• [Stated task 1]
Reproduce the passage about the mock magazine cover starting at "A few days before" and ending at "she really liked.".
• [Stated task 2]
Resize the answer coordinates in the records starting at the line that contains "Pick out the gray" and ending at the line that contains "x=548, y=317" by multiplying each by 1.85 and rounding to whole numbers, with halves rounded up. Give only those lines, including the requests, and leave the requests and their sample points unchanged.
___ Source extract ___
Thinking about the upcoming cover, I started playing around in Photoshop to create a mock cover to run by the folks at the magazine to make sure what I envisioned was in line with what they envisioned. This is what I came up with, using an image I took while touring the location for the shoot and adding a stock image of a model reclining on a couch.

The mock cover I created
Below is the original iPhone shot I took of the wooded scene. While scouting the property, I found several sites that I thought would be great locations for the shoot but this particular one really caught my eye - two large oak trees intermingled with magnolia tree branches that looked like huge vines. I had been told during the planning process that there was a moss covered couch available for the shoot and that we could use it as a prop. In my mind, I could picture how perfect the couch would fit in the foreground of this scene, making it the perfect setting.


A few days before I toured the property, I was sent a stock image by the person I will be shooting - a model reclining on a couch - a pose that she really liked. 


Cutting the model out of the stock image, I dropped her into my iPhone shot of the site and went to work in Photoshop to add mist, fog and haze. Here's how I did it.
___ The input ___
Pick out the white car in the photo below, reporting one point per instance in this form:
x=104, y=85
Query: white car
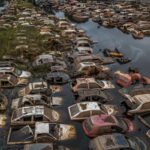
x=91, y=83
x=83, y=110
x=138, y=101
x=16, y=72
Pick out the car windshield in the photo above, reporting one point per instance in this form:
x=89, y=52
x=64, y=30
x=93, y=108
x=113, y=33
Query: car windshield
x=17, y=72
x=100, y=83
x=27, y=90
x=88, y=124
x=122, y=123
x=137, y=144
x=74, y=110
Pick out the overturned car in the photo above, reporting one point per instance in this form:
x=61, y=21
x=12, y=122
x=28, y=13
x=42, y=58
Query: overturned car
x=36, y=99
x=31, y=114
x=41, y=133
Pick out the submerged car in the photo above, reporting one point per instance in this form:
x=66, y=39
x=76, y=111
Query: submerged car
x=117, y=141
x=9, y=81
x=44, y=146
x=57, y=77
x=145, y=119
x=91, y=83
x=137, y=100
x=92, y=95
x=3, y=102
x=103, y=123
x=32, y=114
x=34, y=88
x=15, y=72
x=36, y=99
x=41, y=133
x=83, y=110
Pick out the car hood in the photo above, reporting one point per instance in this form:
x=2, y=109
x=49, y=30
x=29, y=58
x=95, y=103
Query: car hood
x=25, y=74
x=66, y=132
x=23, y=81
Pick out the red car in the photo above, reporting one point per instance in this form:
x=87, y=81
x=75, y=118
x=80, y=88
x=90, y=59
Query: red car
x=101, y=124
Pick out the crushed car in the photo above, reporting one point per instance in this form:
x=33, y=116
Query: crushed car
x=103, y=123
x=31, y=114
x=83, y=110
x=34, y=88
x=36, y=99
x=41, y=133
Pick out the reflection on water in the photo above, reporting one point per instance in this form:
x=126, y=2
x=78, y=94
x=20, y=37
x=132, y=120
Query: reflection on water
x=137, y=50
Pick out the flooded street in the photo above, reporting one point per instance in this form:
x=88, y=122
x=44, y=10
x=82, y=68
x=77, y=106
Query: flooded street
x=40, y=48
x=137, y=50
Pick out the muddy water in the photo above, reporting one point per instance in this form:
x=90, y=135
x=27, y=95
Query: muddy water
x=137, y=50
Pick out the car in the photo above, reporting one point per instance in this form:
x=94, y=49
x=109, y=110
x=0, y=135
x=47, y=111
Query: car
x=57, y=77
x=41, y=133
x=95, y=58
x=145, y=119
x=82, y=49
x=83, y=110
x=148, y=133
x=112, y=53
x=42, y=146
x=137, y=100
x=15, y=72
x=3, y=102
x=91, y=83
x=126, y=79
x=10, y=81
x=49, y=60
x=90, y=68
x=34, y=88
x=63, y=24
x=31, y=114
x=69, y=33
x=36, y=99
x=104, y=123
x=117, y=141
x=74, y=54
x=92, y=95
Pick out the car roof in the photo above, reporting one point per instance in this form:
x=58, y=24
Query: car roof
x=113, y=141
x=85, y=80
x=141, y=99
x=85, y=106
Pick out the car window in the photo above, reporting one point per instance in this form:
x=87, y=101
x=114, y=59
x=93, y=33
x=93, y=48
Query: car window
x=5, y=83
x=84, y=114
x=146, y=106
x=94, y=112
x=94, y=85
x=83, y=86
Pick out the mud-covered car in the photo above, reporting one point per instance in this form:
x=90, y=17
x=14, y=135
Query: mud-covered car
x=91, y=83
x=15, y=72
x=57, y=77
x=137, y=100
x=34, y=88
x=83, y=110
x=10, y=81
x=42, y=146
x=36, y=99
x=104, y=123
x=117, y=141
x=31, y=114
x=3, y=102
x=41, y=133
x=92, y=95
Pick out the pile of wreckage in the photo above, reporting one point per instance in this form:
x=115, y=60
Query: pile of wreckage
x=34, y=117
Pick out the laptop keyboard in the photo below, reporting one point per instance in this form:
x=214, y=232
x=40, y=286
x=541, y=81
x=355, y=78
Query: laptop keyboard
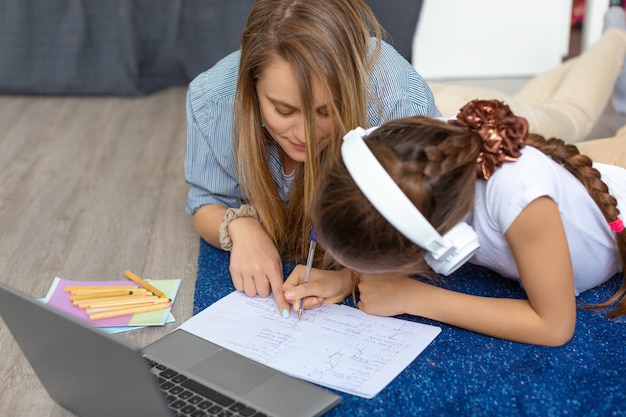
x=189, y=398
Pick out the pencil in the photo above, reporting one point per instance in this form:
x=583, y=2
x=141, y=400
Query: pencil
x=77, y=289
x=130, y=301
x=97, y=308
x=309, y=266
x=128, y=311
x=90, y=301
x=107, y=294
x=144, y=284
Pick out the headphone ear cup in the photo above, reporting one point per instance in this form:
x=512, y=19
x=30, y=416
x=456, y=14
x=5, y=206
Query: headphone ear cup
x=465, y=241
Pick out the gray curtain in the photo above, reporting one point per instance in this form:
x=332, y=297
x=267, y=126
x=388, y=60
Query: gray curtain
x=135, y=47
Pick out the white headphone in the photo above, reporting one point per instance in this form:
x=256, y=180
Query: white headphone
x=445, y=254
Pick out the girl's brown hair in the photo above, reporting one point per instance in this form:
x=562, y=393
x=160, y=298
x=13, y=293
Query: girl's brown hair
x=326, y=39
x=435, y=165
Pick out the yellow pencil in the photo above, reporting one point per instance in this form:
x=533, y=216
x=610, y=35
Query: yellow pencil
x=143, y=300
x=128, y=311
x=90, y=301
x=144, y=284
x=107, y=294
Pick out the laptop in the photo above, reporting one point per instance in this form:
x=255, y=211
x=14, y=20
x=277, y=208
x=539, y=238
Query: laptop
x=94, y=374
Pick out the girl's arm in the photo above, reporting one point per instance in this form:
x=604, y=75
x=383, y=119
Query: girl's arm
x=548, y=317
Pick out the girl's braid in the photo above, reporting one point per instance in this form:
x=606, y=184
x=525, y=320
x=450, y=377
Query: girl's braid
x=581, y=167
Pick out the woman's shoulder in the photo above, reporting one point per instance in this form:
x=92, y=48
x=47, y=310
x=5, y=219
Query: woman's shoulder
x=399, y=87
x=218, y=81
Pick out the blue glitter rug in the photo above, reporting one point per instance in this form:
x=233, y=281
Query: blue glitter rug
x=463, y=373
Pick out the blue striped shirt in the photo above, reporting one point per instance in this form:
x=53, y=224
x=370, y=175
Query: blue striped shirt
x=210, y=166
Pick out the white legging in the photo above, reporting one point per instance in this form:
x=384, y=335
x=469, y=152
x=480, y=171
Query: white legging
x=564, y=102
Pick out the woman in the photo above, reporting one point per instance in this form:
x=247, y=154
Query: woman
___
• [Result 1]
A few days before I toured the property, I was sent a stock image by the person I will be shooting - a model reclining on a couch - a pose that she really liked.

• [Result 2]
Pick out the gray curtain in the photo above, reporting one point per instance in this form:
x=332, y=297
x=267, y=126
x=388, y=60
Query: gray curtain
x=250, y=87
Pick out the white headphone in the photo above, reporting one point per instance in this form:
x=256, y=180
Query: white headphone
x=823, y=470
Pick out the girl's brown hair in the photo above, reporting one point per instance in this form:
x=562, y=393
x=160, y=298
x=13, y=293
Query: girl's brown hair
x=603, y=72
x=805, y=305
Pick out the yellow pencil in the photo above, reporting one point per instance in this form:
x=533, y=216
x=610, y=35
Query: yellow pencil
x=265, y=555
x=237, y=575
x=167, y=557
x=266, y=525
x=198, y=544
Pick out the laptop in the photo above, reporting one point per instance in this form:
x=255, y=211
x=14, y=20
x=277, y=208
x=539, y=238
Query: laptop
x=174, y=692
Pick out the girl's arm in the photo above, reporting one point per instance in this form:
x=604, y=75
x=383, y=119
Query: girl's arm
x=1014, y=586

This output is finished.